** Text block follows **

All dog breeds hit different developmental and growth milestones at various times, and Poodles are no exception to this rule. A big part of Poodle development depends on the variety of your Poodle.
Poodles come in three different varieties: Toy Poodles, Miniature Poodles, and Standard Poodles. Standards are 15 inches and taller, at the shoulder, usually maturing at 23 inches for females and 25 inches for males. Miniature Poodles measure 15 inches or less. Toys can stand up to 10 inches. The three varieties reach developmental milestones at different speeds, and this is mainly due to size. Learn more about Poodle development and when your Poodle may reach different growth milestones.
Toy and Mini Poodles
At around four weeks, Poodles should start to be offered other food and not solely nurse. This is intended to help them transition from mother’s milk to puppy food. An example of supplemental food could be mixing goat’s milk with dog food, including one commercial puppy food that is mousse-like in its consistency, to make it easier for the puppy eat.

** End of Text block **
** Extracted records follows **

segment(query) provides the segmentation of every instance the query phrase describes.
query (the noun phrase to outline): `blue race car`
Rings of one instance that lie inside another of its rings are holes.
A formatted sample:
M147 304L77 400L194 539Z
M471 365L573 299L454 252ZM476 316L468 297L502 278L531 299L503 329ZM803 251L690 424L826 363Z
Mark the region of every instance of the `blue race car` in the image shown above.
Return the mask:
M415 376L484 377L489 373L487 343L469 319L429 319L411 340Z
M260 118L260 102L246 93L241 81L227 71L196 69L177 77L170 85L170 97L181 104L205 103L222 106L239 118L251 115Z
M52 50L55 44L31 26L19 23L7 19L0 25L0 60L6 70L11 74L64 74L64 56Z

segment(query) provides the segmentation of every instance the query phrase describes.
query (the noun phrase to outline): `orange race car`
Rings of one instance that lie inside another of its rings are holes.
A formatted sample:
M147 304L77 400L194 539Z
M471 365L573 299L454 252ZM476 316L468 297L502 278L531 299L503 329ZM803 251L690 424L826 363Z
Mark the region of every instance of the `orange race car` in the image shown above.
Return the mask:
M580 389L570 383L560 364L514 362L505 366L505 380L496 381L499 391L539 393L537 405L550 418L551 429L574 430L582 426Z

** End of Extracted records **

What is required
Please rewrite the passage on Poodle development, beginning at the words "Toy and Mini" and stopping after "the puppy eat.", with "supplemental food" changed to "extra food". The items aren't needed here.

Result
Toy and Mini Poodles
At around four weeks, Poodles should start to be offered other food and not solely nurse. This is intended to help them transition from mother’s milk to puppy food. An example of extra food could be mixing goat’s milk with dog food, including one commercial puppy food that is mousse-like in its consistency, to make it easier for the puppy eat.